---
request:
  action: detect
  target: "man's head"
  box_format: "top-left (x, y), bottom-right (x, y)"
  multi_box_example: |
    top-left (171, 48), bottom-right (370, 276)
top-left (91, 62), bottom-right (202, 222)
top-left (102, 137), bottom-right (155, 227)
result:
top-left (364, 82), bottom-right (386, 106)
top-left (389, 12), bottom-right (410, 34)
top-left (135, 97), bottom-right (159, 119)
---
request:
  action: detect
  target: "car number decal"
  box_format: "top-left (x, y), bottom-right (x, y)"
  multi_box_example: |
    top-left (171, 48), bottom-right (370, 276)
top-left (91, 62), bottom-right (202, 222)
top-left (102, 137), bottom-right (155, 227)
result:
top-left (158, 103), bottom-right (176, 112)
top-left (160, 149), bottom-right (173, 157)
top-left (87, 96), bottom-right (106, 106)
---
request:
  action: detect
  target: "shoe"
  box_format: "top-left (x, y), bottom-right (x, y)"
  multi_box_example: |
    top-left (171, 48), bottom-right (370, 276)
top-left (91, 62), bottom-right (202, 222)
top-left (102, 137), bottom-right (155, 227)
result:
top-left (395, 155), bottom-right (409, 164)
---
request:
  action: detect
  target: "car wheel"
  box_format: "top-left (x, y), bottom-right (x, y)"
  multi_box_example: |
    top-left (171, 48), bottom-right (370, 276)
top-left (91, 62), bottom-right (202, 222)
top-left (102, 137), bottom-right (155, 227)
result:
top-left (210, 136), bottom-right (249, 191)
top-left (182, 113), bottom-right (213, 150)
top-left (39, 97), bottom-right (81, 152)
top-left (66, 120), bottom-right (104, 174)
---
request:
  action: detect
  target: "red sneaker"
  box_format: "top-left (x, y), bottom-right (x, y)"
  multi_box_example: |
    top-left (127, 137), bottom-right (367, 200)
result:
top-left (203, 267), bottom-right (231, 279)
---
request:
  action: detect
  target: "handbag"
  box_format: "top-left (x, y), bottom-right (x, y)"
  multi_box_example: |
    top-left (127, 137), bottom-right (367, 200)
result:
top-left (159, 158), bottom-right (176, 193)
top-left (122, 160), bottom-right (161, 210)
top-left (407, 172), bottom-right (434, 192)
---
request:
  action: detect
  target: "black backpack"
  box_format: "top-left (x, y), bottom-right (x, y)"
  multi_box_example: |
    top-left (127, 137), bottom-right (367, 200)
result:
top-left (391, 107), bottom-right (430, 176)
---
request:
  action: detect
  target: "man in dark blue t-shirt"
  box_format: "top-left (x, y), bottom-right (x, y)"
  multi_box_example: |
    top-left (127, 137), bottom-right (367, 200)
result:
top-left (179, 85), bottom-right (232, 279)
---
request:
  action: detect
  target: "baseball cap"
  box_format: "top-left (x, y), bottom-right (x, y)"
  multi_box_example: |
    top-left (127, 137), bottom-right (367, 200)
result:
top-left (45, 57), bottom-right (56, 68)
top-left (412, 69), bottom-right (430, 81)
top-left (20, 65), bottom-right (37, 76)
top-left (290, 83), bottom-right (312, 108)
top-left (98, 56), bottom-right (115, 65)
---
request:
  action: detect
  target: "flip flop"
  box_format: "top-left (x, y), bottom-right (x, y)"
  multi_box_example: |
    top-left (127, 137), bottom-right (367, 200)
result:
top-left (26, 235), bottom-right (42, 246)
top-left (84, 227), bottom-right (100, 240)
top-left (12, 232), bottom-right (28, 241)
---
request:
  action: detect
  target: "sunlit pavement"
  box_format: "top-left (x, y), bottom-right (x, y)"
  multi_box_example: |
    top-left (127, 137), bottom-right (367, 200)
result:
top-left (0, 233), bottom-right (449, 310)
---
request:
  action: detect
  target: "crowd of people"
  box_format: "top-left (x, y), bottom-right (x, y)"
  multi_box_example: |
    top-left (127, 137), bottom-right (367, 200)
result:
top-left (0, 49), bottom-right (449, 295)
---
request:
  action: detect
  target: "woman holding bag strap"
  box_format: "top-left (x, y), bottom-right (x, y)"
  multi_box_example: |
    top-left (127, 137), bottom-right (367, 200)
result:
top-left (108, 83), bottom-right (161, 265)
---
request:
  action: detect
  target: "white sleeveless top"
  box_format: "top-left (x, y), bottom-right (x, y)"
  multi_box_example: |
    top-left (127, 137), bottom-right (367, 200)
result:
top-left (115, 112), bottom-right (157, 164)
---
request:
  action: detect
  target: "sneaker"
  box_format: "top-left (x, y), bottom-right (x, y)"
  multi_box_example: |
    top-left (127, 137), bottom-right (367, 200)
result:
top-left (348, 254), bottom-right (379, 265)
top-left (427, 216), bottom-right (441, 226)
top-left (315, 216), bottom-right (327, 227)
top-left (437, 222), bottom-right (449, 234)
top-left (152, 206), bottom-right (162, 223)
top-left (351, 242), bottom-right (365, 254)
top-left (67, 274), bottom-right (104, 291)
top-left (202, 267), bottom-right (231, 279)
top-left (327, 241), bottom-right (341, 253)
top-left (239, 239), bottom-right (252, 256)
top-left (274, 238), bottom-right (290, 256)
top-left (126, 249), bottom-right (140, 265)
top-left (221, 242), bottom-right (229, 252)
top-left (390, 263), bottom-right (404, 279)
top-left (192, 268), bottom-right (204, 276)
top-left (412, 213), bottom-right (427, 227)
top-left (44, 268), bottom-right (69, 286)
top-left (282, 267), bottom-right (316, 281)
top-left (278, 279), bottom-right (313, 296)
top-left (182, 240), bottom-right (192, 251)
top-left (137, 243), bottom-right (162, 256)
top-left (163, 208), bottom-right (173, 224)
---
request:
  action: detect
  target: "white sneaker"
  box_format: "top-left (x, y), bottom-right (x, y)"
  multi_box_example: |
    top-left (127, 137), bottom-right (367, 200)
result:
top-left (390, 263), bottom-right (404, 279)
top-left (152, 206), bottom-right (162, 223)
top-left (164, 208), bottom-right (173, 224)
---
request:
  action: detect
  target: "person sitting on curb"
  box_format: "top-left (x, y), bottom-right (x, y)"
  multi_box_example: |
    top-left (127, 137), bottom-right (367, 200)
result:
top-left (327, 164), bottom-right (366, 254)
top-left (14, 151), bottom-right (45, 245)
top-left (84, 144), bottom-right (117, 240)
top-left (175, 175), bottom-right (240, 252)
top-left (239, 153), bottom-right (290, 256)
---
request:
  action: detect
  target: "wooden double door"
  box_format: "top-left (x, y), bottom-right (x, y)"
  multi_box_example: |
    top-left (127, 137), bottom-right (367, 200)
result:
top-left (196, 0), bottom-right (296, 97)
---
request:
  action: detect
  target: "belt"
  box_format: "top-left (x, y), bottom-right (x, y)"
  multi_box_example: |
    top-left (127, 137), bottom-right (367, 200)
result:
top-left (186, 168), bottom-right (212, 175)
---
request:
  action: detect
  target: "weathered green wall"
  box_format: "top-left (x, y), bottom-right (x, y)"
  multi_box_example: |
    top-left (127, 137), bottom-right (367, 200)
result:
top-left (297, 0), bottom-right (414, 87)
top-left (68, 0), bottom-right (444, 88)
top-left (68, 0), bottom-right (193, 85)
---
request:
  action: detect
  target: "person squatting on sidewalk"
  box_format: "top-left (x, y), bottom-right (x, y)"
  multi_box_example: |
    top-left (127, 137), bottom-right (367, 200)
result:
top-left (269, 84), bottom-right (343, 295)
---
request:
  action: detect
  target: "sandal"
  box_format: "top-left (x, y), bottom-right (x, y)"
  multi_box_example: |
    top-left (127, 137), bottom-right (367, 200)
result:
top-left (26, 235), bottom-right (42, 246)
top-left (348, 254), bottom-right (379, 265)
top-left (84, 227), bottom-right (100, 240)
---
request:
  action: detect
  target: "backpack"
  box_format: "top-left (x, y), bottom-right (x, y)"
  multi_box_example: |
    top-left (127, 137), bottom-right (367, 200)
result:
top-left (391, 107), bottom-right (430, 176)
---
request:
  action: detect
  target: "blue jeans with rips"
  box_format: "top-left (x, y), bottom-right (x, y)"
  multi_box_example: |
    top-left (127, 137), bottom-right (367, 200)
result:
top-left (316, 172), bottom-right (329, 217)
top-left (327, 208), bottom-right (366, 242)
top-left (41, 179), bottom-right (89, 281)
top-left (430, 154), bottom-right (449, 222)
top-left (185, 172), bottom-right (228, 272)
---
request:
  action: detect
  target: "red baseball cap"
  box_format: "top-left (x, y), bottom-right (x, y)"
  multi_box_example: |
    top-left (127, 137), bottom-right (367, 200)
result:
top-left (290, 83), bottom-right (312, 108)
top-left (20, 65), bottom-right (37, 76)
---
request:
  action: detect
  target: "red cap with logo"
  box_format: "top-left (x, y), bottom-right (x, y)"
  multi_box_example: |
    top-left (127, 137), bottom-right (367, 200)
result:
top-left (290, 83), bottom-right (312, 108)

☆ ☆ ☆ ☆ ☆ ☆ ☆

Reproduce the material above verbatim, beginning with its first line and ending with the line that contains "top-left (87, 96), bottom-right (106, 106)", both included.

__SOLUTION TO THIS TASK__.
---
request:
  action: detect
  target: "man's head"
  box_format: "top-left (x, y), bottom-right (x, y)"
  multi_box_example: |
    top-left (171, 48), bottom-right (370, 276)
top-left (91, 62), bottom-right (202, 222)
top-left (102, 137), bottom-right (155, 227)
result:
top-left (364, 82), bottom-right (386, 106)
top-left (389, 12), bottom-right (410, 34)
top-left (135, 97), bottom-right (159, 119)
---
request:
  action: detect
  target: "car number decal"
  box_format: "top-left (x, y), bottom-right (x, y)"
  multi_box_example: |
    top-left (171, 48), bottom-right (370, 276)
top-left (91, 62), bottom-right (202, 222)
top-left (102, 137), bottom-right (155, 227)
result:
top-left (158, 103), bottom-right (176, 112)
top-left (160, 149), bottom-right (173, 157)
top-left (87, 96), bottom-right (106, 106)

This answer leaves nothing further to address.